• **Passage for review**:
=====
Beta cells produce and secrete insulin in the pancreas. Since beta cells were first discovered in the late 19th century and later linked to diabetes in the early 20th, researchers have been trying to trace their origins. Understanding where the cells come from is critical for developing new treatments for diabetes, as it can help regenerate or replace beta cells that are lost or damaged.

A longstanding theory – dating back to the year 1906 – is that beta cells arise from cells in the lining of pancreatic ducts, the branched tubes that deliver enzymes into the gut. Since then, researchers have shown that this only occurs during embryonic development and not after birth, and that in adulthood beta cells are generally replaced by other beta cells.

In 2021, a research paper in the journal Cell Stem Cell challenged this view, finding evidence that adult mice are able to form new beta cells and that these arise from pancreatic duct cells. The study was one of the latest examples of a centuries-long controversy on the origins of beta cells, especially as several independent research groups had used a similar methodology to explore the same question for more than two decades.
=====
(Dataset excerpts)
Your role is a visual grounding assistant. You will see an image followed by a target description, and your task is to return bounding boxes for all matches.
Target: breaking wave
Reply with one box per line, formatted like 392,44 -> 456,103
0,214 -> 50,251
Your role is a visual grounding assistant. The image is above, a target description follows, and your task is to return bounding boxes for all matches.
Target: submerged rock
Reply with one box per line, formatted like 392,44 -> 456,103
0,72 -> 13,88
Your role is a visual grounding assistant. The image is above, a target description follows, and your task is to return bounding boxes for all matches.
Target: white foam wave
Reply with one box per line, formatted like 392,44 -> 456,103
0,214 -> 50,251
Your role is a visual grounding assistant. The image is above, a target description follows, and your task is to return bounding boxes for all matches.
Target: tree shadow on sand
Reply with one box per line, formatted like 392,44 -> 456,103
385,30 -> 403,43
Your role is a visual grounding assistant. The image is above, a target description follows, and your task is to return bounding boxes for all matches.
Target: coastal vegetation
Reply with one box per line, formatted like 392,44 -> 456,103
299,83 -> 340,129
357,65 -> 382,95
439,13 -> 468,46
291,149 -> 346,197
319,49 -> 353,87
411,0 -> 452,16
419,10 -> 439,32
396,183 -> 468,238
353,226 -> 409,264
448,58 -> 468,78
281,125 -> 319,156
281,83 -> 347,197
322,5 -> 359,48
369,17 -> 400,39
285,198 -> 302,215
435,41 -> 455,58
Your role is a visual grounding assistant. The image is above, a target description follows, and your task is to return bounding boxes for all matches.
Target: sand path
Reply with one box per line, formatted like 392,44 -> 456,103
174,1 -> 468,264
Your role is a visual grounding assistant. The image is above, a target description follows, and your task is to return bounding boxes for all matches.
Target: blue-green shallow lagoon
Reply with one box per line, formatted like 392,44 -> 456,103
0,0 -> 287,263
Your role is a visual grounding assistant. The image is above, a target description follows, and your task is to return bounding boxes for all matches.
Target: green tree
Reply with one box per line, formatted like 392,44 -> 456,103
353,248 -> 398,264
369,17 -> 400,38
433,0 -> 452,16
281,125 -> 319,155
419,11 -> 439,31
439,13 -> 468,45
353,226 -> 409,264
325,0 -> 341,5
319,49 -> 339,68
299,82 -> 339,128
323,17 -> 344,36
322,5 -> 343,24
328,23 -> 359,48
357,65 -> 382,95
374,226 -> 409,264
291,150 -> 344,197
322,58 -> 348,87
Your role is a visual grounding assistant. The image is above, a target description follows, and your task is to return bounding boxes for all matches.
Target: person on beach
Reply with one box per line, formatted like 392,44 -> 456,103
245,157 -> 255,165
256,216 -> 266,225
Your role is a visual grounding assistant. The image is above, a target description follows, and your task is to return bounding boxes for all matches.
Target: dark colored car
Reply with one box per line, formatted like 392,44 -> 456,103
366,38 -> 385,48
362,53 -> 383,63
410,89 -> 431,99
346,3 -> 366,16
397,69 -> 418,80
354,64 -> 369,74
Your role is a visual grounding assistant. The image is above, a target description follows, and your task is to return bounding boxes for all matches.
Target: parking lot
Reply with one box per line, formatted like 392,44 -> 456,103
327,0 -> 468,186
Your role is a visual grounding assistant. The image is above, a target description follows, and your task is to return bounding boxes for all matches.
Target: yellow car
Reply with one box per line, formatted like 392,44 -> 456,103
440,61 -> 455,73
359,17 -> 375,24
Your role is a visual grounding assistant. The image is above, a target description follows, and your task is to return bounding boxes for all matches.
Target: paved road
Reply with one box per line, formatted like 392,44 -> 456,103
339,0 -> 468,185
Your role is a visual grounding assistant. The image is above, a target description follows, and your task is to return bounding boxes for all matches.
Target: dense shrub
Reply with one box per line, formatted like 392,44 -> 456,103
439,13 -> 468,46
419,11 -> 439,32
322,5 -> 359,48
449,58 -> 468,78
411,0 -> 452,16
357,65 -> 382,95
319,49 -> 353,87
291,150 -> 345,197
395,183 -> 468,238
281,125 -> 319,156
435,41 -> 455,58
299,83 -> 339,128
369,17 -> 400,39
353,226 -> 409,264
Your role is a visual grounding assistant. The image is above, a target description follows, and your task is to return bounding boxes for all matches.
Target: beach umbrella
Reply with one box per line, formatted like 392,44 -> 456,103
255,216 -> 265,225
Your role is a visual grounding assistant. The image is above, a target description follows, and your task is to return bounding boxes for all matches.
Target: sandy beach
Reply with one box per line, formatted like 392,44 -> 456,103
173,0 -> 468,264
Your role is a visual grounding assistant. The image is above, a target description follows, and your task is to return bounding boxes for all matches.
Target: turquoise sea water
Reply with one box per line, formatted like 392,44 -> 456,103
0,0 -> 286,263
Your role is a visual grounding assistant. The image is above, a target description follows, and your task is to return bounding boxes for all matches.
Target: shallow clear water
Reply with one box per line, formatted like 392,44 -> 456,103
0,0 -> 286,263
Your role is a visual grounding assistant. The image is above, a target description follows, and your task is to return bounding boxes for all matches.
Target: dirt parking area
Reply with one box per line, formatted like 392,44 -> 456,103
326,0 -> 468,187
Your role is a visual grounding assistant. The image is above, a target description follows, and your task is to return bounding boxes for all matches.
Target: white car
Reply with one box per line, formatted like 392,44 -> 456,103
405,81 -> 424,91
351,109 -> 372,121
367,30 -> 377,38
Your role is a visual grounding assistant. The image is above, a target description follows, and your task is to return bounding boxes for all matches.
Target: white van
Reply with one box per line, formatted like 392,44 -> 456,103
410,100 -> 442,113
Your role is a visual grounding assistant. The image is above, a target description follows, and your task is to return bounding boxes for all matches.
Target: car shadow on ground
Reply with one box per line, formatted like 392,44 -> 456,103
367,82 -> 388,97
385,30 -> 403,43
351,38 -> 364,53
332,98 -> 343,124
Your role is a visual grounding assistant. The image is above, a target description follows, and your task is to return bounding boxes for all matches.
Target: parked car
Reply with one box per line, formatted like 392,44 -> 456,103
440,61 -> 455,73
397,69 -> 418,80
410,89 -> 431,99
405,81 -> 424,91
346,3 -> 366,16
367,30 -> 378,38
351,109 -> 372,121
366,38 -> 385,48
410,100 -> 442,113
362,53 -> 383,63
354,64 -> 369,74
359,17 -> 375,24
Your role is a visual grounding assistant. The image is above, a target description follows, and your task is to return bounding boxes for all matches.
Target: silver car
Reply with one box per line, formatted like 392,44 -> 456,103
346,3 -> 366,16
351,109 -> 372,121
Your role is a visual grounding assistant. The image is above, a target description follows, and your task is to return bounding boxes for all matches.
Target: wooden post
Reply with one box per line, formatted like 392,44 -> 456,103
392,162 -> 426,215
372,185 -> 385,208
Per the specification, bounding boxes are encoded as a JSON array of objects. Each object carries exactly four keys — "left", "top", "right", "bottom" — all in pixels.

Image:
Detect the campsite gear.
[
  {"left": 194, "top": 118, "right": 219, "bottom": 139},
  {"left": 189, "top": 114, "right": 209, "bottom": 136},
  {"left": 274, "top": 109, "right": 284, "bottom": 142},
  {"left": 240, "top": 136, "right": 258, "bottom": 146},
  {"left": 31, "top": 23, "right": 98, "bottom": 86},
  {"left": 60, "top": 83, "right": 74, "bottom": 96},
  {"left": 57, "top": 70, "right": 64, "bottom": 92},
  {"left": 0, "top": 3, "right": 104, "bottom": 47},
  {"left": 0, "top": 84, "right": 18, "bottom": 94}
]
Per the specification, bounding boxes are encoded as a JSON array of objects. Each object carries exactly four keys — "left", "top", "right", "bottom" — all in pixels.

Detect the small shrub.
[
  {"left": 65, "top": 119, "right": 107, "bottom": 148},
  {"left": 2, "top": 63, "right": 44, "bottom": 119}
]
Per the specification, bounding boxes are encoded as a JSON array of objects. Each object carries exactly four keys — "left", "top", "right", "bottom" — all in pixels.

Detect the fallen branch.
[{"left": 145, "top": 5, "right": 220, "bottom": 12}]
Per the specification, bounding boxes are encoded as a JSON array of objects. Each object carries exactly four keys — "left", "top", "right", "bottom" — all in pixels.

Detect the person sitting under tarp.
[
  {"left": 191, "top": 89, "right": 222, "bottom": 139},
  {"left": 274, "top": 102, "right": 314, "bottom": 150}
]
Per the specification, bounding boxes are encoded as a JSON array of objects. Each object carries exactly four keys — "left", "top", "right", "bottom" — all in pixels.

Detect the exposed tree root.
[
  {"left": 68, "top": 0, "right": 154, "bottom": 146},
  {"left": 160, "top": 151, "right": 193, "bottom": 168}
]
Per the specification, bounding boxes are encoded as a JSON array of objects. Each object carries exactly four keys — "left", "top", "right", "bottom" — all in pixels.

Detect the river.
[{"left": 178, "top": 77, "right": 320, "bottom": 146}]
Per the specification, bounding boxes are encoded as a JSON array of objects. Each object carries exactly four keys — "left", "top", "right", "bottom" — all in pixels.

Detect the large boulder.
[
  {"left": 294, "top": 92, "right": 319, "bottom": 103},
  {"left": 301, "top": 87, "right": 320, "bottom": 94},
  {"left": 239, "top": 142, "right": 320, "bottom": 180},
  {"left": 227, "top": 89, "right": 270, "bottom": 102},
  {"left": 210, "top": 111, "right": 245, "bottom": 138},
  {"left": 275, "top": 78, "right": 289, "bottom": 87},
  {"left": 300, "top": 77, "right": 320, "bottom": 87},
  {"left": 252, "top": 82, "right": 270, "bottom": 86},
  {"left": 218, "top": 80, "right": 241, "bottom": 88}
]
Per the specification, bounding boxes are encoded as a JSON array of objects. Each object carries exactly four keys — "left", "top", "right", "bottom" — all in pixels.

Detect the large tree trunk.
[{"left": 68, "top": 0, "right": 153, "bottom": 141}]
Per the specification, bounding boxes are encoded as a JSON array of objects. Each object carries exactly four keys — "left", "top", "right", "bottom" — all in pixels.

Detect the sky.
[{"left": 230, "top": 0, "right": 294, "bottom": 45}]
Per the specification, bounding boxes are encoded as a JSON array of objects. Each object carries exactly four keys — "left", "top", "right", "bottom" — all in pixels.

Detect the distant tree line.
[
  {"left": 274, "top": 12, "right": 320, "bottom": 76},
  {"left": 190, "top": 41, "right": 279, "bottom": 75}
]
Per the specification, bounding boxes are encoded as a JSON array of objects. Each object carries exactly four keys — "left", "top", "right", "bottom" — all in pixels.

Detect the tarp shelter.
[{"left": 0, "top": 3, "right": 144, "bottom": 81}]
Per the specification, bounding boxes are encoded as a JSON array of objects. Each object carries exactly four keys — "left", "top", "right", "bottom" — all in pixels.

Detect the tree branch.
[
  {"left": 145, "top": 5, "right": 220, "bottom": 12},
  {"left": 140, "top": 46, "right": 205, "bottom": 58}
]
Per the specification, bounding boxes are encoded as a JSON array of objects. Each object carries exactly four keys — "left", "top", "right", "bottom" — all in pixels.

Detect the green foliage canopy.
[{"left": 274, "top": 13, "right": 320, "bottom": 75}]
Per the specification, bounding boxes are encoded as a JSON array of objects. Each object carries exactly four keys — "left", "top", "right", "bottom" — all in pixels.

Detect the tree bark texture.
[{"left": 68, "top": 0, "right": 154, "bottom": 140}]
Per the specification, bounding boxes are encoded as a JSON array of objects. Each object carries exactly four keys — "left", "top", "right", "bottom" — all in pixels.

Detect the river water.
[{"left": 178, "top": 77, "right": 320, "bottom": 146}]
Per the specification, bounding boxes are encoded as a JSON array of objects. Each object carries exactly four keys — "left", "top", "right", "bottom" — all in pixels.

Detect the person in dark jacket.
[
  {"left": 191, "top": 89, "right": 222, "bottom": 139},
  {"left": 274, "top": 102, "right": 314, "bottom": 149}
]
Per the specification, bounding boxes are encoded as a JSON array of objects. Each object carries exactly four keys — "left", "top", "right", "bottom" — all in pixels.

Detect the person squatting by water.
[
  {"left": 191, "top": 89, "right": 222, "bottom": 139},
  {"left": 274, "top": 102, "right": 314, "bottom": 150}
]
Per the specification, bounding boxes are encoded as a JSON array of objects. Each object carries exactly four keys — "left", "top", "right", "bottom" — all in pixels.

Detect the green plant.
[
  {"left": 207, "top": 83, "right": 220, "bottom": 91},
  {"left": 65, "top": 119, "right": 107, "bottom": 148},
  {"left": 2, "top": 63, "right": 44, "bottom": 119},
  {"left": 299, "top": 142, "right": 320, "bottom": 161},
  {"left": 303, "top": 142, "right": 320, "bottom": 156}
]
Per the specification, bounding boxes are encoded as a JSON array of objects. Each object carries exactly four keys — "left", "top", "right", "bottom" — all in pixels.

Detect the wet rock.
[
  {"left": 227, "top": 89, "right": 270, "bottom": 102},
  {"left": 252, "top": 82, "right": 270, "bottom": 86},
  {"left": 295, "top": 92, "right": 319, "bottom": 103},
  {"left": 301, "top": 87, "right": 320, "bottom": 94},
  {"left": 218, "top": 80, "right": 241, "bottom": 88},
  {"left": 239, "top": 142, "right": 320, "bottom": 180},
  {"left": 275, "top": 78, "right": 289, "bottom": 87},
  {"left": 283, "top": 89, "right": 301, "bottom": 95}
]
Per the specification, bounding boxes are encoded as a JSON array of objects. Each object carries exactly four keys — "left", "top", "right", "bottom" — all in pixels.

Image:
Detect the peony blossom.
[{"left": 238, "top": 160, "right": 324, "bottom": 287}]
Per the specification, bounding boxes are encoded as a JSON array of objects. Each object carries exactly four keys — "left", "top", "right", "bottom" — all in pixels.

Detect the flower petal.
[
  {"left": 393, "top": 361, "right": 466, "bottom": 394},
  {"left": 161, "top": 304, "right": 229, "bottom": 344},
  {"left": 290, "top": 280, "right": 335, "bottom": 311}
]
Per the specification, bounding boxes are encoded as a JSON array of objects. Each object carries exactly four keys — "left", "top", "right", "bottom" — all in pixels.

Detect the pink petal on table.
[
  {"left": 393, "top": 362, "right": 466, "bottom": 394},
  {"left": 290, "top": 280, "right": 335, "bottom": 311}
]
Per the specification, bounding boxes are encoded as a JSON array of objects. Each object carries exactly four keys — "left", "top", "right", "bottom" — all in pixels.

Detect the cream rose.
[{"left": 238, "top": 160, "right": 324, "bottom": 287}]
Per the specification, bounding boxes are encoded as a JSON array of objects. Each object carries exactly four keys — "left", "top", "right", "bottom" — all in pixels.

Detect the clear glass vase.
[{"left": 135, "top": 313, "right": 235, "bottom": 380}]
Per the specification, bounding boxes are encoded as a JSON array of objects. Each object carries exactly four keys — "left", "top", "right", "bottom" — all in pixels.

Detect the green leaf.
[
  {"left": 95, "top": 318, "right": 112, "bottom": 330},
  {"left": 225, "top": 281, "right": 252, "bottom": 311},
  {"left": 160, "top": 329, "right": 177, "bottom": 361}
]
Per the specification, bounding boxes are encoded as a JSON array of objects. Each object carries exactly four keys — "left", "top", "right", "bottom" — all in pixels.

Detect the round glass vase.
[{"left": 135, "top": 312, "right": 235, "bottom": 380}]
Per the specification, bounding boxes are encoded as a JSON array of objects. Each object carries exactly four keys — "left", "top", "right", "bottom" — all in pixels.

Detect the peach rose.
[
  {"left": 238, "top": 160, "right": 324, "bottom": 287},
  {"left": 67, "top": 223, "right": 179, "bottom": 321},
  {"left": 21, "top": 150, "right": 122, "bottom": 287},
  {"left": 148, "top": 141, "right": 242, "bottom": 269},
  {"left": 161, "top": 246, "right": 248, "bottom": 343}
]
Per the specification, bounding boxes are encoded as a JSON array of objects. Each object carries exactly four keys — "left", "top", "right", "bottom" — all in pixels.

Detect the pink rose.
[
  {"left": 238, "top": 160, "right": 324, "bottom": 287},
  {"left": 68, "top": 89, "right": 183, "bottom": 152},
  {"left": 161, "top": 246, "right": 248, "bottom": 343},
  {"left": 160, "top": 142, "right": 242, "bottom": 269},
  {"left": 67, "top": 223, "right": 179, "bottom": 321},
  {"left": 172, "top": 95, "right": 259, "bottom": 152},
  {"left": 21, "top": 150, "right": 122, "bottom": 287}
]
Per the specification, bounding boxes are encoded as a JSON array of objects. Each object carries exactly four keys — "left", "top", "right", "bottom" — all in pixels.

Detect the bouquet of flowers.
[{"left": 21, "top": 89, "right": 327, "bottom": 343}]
=====
• **Explore the material**:
1. For each statement, say whether it agrees with the beta cell passage, and quote the words from the passage that decide it.
(a) Beta cells were first discovered in the early 20th century.
(b) The theory that beta cells arise from duct cells dates back to 1906.
(c) The 2021 paper appeared in the journal Cell Stem Cell.
2. Copy out the part of the beta cell passage that opens with the words containing "Beta cells produce" and closes with "lost or damaged.", swapping "diabetes" for "diabetes mellitus".
3. Answer these questions from the beta cell passage.
(a) What do beta cells produce and secrete?
(b) What do pancreatic ducts deliver into the gut?
(c) Which animals did the 2021 paper find able to form new beta cells?
Nothing in the dataset excerpts is needed to complete any of the tasks.

• **Answers for each item**:
1.
(a) No: "first discovered in the late 19th century"
(b) Yes: "dating back to the year 1906"
(c) Yes: "a research paper in the journal Cell Stem Cell"

2.
Beta cells produce and secrete insulin in the pancreas. Since beta cells were first discovered in the late 19th century and later linked to diabetes mellitus in the early 20th, researchers have been trying to trace their origins. Understanding where the cells come from is critical for developing new treatments for diabetes mellitus, as it can help regenerate or replace beta cells that are lost or damaged.

3.
(a) Insulin.
(b) Enzymes.
(c) Adult mice.